#### Your goal:
Format the listing below as a JSON array of strings, one string per line, with blank lines omitted.

#### Records provided:
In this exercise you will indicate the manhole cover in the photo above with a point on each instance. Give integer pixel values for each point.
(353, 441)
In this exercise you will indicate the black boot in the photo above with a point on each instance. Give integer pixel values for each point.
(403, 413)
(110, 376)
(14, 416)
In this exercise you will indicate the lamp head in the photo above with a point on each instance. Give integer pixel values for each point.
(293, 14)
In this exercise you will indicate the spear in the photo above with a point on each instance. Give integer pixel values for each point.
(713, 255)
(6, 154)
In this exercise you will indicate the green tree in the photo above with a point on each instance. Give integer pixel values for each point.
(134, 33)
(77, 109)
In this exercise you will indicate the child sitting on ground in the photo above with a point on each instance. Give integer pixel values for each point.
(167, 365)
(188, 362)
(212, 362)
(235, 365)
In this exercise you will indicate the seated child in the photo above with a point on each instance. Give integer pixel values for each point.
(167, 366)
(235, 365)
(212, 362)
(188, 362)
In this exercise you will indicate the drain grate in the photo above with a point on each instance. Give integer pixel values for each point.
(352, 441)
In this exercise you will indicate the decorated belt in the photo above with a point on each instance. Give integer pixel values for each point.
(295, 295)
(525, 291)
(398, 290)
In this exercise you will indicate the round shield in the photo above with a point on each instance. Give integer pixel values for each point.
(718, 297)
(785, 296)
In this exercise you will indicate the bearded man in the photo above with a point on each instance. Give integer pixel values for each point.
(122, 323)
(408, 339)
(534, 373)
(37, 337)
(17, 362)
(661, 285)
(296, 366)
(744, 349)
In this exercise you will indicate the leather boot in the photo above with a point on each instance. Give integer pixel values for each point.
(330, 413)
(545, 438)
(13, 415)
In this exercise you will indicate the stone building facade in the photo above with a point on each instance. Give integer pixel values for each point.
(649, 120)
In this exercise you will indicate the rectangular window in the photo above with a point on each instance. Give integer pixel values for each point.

#### Written response:
[
  "In this exercise you will indicate the manhole cover in the photo above with a point on each instance. Give integer pixel values for each point.",
  "(353, 441)",
  "In this exercise you will indicate the black boot in the photo above with a point on each instance. Give integer pixel values for each point.",
  "(403, 413)",
  "(110, 376)",
  "(14, 416)",
  "In this exercise you will indicate the lamp head in the photo above with a point on each instance. Give integer pixel values for each point.",
  "(293, 14)",
  "In this exercise you will indicate the spear in the photo above with a point on each instance. Give integer pixel values for each point.",
  "(713, 255)",
  "(6, 154)",
  "In this exercise you will indicate the green tree in the photo above with a point on each instance. Give integer pixel values for each point.",
  "(134, 33)",
  "(77, 109)",
  "In this exercise you will indicate the child sitting on ground in the photo above with a point on each instance. Give integer pixel values for each point.",
  "(167, 365)",
  "(188, 362)",
  "(212, 362)",
  "(235, 365)",
  "In this exercise you will indicate the seated child in the photo above with a point on each instance. Give integer pixel values for each point.",
  "(167, 366)",
  "(235, 365)",
  "(212, 362)",
  "(188, 362)",
  "In this exercise you will indicate the drain grate in the photo above with a point on each instance. Give integer pixel values for each point.",
  "(352, 441)",
  "In this exercise you will indicate the decorated belt in the photo above with a point on each instance. Give integer pixel values for each point.",
  "(295, 295)",
  "(525, 291)",
  "(398, 290)",
  "In this exercise you will indicate the round shield in the photo above with a point on each instance. Give integer pixel values for each point.",
  "(718, 297)",
  "(785, 296)",
  "In this exercise you will indicate the bearded man in the photo above with a point on each instance. Give integer pixel values for each point.",
  "(122, 323)",
  "(408, 339)",
  "(534, 373)",
  "(37, 337)",
  "(17, 362)",
  "(661, 285)",
  "(296, 366)",
  "(744, 349)",
  "In this exercise you will indicate the leather boot in the photo above with a point on each instance. Give integer pixel values for each point.",
  "(330, 413)",
  "(545, 438)",
  "(13, 415)",
  "In this exercise you will indicate the stone building facade in the photo above with a point on each instance. Give integer pixel values for each point.",
  "(649, 120)",
  "In this exercise you will indicate the rectangular window in the photo above with a point on each instance. Give integer pixel values for each point."
]